[LISTED RECORDS]
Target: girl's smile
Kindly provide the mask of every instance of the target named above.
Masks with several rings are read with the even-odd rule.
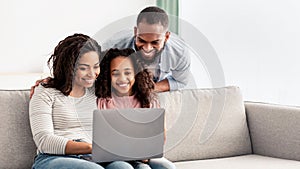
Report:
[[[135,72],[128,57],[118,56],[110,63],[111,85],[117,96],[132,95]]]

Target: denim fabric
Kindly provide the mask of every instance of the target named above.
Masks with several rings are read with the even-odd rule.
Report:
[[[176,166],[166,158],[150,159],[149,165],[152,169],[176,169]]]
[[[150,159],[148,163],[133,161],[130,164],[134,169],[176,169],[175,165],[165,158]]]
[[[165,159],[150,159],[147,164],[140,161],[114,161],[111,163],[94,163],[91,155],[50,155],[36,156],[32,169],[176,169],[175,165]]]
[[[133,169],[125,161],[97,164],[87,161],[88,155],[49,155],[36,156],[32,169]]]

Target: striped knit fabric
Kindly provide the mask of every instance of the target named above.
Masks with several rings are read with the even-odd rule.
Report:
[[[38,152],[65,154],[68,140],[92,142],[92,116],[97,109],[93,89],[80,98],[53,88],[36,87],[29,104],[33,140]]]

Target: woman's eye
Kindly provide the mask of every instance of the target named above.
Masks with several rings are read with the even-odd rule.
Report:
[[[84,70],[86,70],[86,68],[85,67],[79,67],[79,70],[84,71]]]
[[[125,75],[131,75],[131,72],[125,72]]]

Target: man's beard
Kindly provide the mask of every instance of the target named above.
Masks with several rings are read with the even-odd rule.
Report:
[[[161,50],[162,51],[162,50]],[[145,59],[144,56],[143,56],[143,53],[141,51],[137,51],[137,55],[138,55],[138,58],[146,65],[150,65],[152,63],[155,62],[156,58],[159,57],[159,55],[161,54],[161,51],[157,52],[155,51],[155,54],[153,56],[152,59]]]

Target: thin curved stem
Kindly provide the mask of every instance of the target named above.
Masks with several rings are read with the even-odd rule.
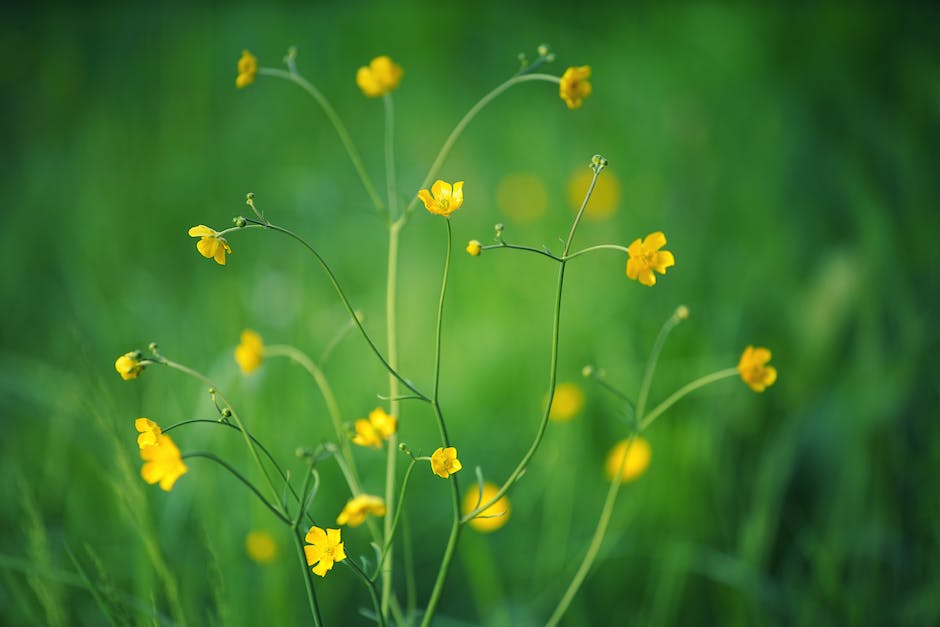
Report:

==

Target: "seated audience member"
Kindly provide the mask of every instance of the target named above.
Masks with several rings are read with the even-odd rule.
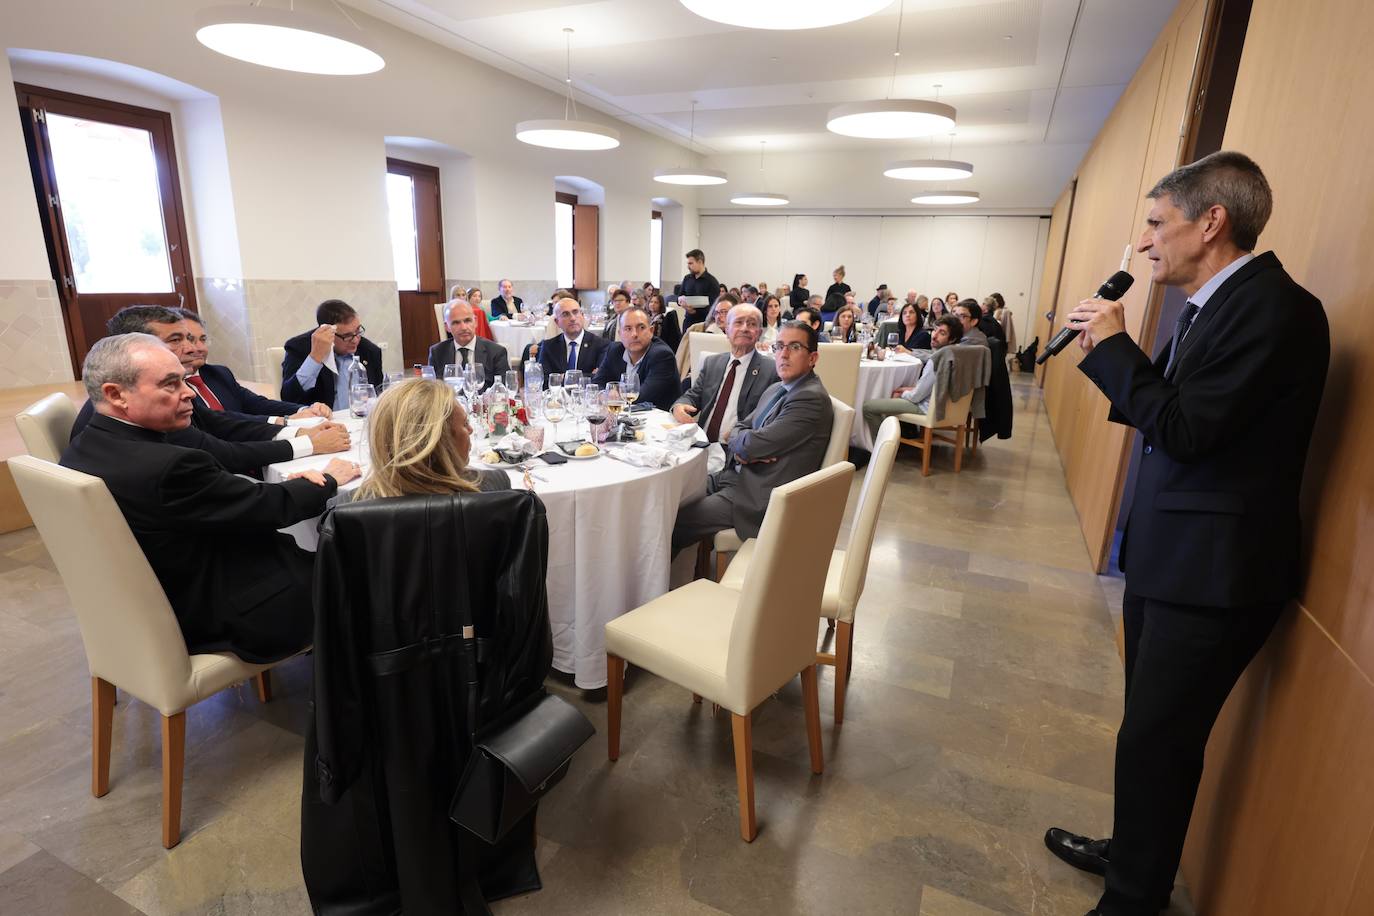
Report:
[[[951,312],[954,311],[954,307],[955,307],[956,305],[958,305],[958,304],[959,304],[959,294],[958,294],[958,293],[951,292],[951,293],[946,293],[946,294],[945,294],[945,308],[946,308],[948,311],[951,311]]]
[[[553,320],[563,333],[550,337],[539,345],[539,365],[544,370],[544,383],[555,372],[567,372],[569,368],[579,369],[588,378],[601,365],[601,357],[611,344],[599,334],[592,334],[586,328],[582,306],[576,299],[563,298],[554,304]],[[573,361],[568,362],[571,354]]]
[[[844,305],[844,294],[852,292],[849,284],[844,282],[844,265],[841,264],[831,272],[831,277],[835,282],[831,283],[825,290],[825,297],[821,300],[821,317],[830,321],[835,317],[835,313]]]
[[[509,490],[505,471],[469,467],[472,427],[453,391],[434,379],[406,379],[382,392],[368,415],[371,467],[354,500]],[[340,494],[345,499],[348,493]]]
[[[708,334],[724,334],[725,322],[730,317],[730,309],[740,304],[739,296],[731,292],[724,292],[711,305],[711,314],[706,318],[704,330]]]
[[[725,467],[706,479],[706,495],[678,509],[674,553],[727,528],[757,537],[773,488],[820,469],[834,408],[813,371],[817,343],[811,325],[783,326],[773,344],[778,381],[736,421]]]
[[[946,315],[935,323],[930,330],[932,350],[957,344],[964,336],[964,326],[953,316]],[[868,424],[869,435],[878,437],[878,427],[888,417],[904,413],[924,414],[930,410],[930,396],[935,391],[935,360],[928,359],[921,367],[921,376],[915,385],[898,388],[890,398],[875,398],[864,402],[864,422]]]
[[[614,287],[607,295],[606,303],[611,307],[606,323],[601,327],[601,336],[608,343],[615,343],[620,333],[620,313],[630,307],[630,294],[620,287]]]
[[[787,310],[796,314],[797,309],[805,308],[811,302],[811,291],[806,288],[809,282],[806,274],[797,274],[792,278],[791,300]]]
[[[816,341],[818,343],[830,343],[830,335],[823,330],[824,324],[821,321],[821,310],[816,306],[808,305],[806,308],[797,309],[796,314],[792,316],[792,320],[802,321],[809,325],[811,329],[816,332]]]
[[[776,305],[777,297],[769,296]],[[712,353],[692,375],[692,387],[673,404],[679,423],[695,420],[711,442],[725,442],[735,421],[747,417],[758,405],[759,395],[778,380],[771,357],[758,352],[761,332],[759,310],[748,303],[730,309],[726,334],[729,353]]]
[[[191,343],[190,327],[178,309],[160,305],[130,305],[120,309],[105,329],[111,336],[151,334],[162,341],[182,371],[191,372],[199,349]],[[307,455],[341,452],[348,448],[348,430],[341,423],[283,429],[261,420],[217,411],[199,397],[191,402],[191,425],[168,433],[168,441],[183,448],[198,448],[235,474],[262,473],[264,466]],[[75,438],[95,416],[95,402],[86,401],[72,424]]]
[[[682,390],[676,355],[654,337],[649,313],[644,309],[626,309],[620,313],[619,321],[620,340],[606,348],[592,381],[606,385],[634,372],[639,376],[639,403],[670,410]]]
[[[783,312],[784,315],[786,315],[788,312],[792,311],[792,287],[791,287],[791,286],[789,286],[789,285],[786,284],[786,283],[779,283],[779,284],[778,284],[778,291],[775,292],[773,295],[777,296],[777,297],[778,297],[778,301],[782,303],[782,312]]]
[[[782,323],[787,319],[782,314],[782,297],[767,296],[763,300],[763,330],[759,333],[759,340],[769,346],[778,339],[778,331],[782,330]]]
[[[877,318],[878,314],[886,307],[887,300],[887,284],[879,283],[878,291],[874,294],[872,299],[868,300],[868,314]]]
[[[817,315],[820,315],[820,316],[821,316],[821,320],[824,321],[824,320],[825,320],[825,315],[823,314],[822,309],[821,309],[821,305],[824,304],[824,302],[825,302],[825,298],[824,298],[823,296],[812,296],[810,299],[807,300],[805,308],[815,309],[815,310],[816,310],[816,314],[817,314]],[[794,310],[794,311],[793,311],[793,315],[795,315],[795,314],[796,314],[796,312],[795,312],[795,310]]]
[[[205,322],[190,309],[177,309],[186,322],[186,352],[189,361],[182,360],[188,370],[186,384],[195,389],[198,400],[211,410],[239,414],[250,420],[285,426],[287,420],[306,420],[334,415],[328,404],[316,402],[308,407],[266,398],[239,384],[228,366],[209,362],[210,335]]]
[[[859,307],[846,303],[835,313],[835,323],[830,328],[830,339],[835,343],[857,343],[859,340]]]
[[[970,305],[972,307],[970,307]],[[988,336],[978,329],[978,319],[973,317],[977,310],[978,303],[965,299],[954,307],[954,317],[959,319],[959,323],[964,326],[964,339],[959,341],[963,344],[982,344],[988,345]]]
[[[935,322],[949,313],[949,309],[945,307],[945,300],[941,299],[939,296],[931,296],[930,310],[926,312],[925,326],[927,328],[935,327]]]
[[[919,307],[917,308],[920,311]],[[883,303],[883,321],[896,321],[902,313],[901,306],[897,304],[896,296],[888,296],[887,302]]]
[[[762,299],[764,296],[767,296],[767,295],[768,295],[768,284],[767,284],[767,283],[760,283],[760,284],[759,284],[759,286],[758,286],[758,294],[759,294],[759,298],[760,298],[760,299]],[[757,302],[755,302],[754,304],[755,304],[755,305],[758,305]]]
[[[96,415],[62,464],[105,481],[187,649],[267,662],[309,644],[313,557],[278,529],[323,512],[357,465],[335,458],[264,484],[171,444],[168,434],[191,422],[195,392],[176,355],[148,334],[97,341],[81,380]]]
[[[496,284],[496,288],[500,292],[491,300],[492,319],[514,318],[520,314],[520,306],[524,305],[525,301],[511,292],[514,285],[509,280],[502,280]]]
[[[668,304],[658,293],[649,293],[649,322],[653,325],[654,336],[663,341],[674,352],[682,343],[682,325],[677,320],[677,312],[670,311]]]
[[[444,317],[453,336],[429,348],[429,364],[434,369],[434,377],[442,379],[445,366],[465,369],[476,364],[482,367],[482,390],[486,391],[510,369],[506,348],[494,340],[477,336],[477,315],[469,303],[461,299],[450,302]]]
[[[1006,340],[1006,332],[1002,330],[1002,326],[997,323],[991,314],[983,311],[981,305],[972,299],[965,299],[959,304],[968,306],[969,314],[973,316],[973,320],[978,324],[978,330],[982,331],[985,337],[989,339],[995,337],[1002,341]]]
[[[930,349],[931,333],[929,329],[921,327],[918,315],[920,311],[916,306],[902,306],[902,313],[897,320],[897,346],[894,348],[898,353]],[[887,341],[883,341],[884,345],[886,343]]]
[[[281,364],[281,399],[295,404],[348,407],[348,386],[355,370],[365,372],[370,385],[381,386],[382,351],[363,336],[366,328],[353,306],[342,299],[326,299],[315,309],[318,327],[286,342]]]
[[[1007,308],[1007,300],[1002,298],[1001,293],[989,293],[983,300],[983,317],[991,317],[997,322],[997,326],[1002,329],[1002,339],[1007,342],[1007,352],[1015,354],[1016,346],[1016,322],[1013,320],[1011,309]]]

[YOUR ASSIGNMENT] All pictures are to be skipped. Output, word for word, the lines in the data above starting at the line containing "Target: girl's smile" and ending at the line containing "Target: denim fabric".

[THE COMPLETED TASK]
Target: girl's smile
Kindly provide the mask of every instance of the target named above.
Masks with several rings are read with the even-odd rule.
Report:
[[[135,72],[128,57],[118,56],[110,63],[111,85],[117,96],[132,95]]]

Target: denim fabric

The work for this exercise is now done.